ACTIONS À MENER:
• a. Dans le texte sur le départ d'Alain Prost, combien d'années le pilote a-t-il passées dans l'écurie de Woking ?
• b. Reprenez le texte sur le départ d'Alain Prost de l'écurie de Woking et poursuivez-le après sa dernière phrase.

Adieu… ou au revoir ?
Le vendredi matin à 9h, tout le monde se bouscule pour assister à la conférence de presse qu’Alain Prost, Ron Dennis et Mansour Ojjeh vont tenir dans quelques minutes. Alain prend la parole et annonce d’une voix blanche qu’il quittera l’écurie de Woking à la fin de la saison. Il n’exclut pas un retour ultérieur, et remercie Dennis et Ojjeh pour les six années qu’il a passé dans cette équipe qu’il loue pour son grand professionnalisme et la belle qualité de ses installations. Il est évident pour tous les journalistes massés dans la pièce que la situation devait être sans issue pour que le Français quitte ainsi l’équipe qui lui a tout apporté, succès et gloire, celle dans laquelle il était encore chez lui il y a deux ans mais qui, en accueillant Ayrton Senna en son sein, a brisé la belle harmonie qui régnait jusqu’à présent.
Dès lors, les spéculations sur l’avenir de Prost vont bon train et deux hypothèses tiennent la corde : la piste Williams-Renault, tant on sait le Losange désireux de se racheter en récupérant celui qu’il a congédié à la légère six ans auparavant, et l’année sabbatique avec un retour chez McLaren en 1991. Les mieux informés évoquent à demi-mot une troisième possibilité, celle d’une équipe Prost-Barnard-Renault. Tout le monde devra néanmoins faire avec cette incertitude, le dénouement n’arrivant que beaucoup plus tard dans la saison (1).

[Entrées d'annotation de formes]
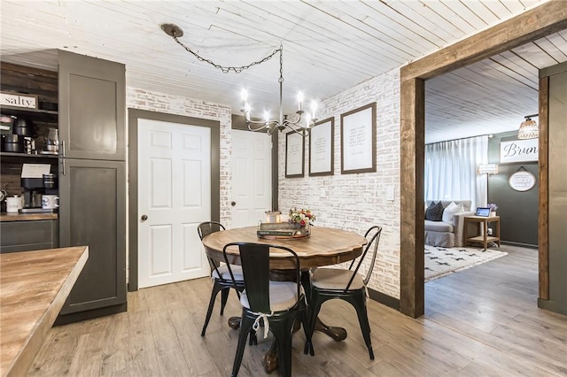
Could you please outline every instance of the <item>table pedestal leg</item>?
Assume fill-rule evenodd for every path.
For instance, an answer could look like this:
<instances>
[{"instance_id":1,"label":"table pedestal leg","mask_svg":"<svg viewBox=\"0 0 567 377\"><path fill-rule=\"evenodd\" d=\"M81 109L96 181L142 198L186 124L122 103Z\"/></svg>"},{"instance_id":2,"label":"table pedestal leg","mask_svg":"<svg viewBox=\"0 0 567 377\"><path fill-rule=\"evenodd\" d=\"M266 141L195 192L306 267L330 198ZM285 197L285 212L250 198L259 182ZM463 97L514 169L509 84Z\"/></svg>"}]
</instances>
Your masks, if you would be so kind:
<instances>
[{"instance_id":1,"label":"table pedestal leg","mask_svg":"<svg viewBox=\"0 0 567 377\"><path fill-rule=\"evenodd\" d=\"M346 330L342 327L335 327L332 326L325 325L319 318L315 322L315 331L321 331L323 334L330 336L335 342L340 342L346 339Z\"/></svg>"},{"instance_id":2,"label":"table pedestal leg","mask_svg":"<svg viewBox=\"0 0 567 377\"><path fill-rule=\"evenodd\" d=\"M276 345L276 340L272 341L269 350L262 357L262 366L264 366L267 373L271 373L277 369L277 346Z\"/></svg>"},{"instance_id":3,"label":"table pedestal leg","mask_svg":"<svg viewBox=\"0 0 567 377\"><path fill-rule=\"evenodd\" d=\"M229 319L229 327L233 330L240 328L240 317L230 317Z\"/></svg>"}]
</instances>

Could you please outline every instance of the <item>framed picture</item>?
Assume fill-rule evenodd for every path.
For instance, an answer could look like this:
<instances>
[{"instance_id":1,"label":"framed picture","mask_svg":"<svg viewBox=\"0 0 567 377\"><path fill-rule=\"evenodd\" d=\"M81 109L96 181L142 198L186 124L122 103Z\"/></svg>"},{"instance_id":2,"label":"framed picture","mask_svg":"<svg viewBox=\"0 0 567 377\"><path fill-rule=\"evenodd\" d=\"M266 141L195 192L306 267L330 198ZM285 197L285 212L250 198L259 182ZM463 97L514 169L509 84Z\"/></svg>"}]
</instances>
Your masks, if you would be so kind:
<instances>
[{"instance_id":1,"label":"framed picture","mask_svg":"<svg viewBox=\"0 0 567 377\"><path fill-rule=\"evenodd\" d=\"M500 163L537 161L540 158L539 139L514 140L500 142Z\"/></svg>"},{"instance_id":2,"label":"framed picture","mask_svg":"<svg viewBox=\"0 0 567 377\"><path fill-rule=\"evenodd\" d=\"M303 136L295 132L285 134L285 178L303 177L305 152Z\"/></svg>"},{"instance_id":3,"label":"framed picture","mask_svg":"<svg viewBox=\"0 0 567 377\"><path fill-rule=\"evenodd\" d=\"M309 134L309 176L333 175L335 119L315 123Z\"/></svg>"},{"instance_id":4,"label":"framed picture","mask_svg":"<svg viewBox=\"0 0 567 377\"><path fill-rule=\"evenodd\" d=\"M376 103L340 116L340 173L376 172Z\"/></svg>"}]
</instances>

RÉSULTATS PAR TÂCHE:
• a. Six années.

• b.
Chaises musicales pour débutants
L’autre affaire qui agite le paddock en ce début de Grand Prix est le clash Tyrrell-Alboreto. Ken Tyrrell, a (enfin) trouvé des sous chez le cigarettier Camel qui vient éclaircir le bleu nuit des carrosseries de son jaune pétard. Le boss aux grandes dents aurait demandé à son pilote italien de remiser au placard sa combinaison siglée Marlboro. Soutenu depuis très longtemps par le géant américain, Michele aurait refusé, et donc « accepté de passer son tour » pour le Grand Prix de France.
En vérité, la mésentente se révèlera plus profonde que cette simple parenthèse provençale, et « Albo » trouvera refuge chez Lola-Larrousse pour la fin de la saison, à compter du Grand Prix de Grande-Bretagne. Ce qui fait bien l’affaire du jeune Jean Alesi, que Ken est allé chercher dans le championnat de Formule 3000 dont il est l’actuel leader. Natif d’Avignon, le Français va donc faire ses grands débuts en F1, doublement si l’on peut dire, devant son public.
Autre débutant tricolore, Eric Bernard qui remplace chez Larrousse un autre régional de l’étape, Yannick Dalmas. Là-encore, les dents grincèrent car Dalmas n’avait pas foncièrement démérité, mais ses performances n’étant pas celles attendues, Gérard Larrousse ne fit pas de sentiments et offrit son volant à Bernard. Lors des qualifications, les deux rookies ne se lâchent pas d’une semelle puisqu’ils placent leurs voitures sur la 8e ligne, la Larrousse devant la Tyrrell. En course, leurs fortunes respectives seront bien différentes !…
L’air vivifiant du Castellet
Au terme des qualifications du Grand Prix de France 1989, Prost et Senna trustent la première ligne, et comme l’an passé, Alain est exceptionnellement devant Ayrton le « roi de la pole ». L’air revigorant de la Provence, ou bien un V10 Honda particulièrement affûté ? Il y a une quinzaine d’années, Prost m’avait avoué : « Au Grand Prix de France, j’avais toujours une bonne voiture. Ce sont des détails qui font la différence » (2). De quoi alimenter l’éternel débat – qui commençait déjà à agiter le microcosme automobile en 1989 – sur l’impartialité dans la fourniture de moteurs de la part des Japonais.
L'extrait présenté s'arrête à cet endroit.